→ **EXERCISE BRIEF**
Every line from the line containing "Target = wooden privacy fence" through the final line below is to be repeated exactly; no other line is.

→ **DATA FOR THIS TASK**
>> Start

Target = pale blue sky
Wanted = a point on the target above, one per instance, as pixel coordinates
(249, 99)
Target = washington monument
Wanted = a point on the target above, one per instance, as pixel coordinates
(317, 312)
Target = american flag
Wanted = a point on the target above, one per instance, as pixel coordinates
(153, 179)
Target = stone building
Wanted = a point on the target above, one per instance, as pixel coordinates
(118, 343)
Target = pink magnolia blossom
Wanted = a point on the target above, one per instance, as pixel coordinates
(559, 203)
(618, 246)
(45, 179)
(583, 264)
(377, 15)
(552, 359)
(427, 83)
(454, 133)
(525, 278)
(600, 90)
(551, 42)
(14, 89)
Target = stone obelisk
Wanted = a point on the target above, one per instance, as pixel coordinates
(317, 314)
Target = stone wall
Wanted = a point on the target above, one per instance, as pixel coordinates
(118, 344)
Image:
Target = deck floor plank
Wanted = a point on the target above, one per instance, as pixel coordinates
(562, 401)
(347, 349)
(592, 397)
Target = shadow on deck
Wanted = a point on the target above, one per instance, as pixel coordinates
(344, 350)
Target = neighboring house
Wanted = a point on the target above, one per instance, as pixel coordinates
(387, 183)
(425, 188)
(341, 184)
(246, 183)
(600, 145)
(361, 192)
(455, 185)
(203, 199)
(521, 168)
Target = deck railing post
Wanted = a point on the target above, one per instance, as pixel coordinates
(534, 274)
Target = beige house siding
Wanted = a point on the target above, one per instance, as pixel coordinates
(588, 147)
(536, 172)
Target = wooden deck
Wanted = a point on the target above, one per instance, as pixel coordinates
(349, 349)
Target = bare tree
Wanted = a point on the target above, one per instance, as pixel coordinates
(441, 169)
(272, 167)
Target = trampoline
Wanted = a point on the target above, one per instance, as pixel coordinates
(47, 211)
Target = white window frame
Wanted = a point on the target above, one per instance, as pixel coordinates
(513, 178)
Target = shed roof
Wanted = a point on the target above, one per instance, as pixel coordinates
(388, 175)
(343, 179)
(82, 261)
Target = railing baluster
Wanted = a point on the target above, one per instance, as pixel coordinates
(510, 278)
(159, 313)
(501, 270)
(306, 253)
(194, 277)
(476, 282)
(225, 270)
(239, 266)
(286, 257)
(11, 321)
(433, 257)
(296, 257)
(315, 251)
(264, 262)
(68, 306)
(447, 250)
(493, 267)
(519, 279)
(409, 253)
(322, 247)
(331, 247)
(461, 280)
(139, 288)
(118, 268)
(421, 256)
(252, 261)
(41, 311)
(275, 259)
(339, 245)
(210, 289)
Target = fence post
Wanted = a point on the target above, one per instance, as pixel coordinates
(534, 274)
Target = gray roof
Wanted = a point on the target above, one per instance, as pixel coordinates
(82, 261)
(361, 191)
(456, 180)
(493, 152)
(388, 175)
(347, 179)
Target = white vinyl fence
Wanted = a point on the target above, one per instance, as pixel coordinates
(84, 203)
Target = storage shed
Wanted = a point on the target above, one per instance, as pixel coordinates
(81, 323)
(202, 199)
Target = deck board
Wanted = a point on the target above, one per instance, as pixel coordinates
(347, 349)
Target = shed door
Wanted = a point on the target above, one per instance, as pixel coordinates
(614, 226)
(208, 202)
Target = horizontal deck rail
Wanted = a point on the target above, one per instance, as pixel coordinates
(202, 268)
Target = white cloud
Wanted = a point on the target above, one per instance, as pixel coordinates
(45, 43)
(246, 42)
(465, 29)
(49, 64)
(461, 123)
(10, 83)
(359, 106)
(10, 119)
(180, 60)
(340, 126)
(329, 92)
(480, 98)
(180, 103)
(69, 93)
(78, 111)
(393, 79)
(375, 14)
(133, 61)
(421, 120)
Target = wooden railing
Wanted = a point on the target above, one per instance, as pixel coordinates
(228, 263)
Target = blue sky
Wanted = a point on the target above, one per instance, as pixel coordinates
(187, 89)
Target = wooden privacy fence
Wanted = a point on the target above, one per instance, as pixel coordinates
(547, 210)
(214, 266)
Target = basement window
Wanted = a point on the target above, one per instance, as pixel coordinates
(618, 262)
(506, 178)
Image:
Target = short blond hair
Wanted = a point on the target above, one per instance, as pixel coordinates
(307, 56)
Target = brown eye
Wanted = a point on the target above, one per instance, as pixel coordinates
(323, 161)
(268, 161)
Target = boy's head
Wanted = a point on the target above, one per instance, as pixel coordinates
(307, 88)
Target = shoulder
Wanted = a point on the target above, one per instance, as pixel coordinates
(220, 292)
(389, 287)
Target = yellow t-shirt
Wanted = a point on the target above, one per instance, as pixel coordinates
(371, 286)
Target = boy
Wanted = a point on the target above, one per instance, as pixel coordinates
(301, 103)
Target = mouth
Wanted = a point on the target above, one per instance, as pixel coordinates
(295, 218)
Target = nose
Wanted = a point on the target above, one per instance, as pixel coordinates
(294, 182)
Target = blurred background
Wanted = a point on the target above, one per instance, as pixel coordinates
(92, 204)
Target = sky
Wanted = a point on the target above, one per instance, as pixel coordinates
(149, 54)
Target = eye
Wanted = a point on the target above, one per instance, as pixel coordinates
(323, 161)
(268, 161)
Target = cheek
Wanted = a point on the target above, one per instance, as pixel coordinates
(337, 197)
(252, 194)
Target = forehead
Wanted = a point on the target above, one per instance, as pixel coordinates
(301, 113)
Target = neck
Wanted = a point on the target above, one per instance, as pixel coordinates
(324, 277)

>> End

→ **EXERCISE ANSWER**
Target = wooden privacy fence
Wanted = a point on the target above, one per instance, as pixel coordinates
(547, 210)
(214, 266)
Target = basement window
Wanted = a point on the target above, one per instance, as pixel coordinates
(618, 262)
(506, 178)
Image:
Target = short blond hair
Wanted = a point on the target above, one per instance, as pixel coordinates
(307, 56)
Target = brown eye
Wanted = a point on the target above, one per instance, as pixel coordinates
(323, 161)
(268, 161)
Target = boy's head
Wanted = a point on the target above, one per instance, as pixel coordinates
(307, 88)
Target = shoulder
Wanted = a point on the target above, one per instance, as pixel coordinates
(220, 292)
(389, 287)
Target = yellow t-shirt
Wanted = a point on the target above, one per instance, as pixel coordinates
(371, 286)
Target = boy
Wanted = a point on the target above, one per instance, as pixel coordinates
(301, 103)
Target = mouth
Wanted = a point on the target above, one per instance, as pixel coordinates
(295, 218)
Target = nose
Wanted = a point on the target above, one per instance, as pixel coordinates
(294, 182)
Target = blurred background
Wanted = a point on the target above, one per instance, as pixel coordinates
(92, 204)
Target = sky
Wanted = a point on the target above, one per instance, as pixel coordinates
(149, 54)
Target = eye
Wanted = a point on the target above, one per instance, as pixel coordinates
(323, 161)
(268, 161)
Target = cheek
Wanted = a point on the target above, one per instance, as pixel coordinates
(337, 197)
(252, 194)
Target = forehead
Wanted = a point on the target above, one per instance, as pixel coordinates
(301, 113)
Target = neck
Wanted = a point on the target above, one per instance, as pixel coordinates
(324, 277)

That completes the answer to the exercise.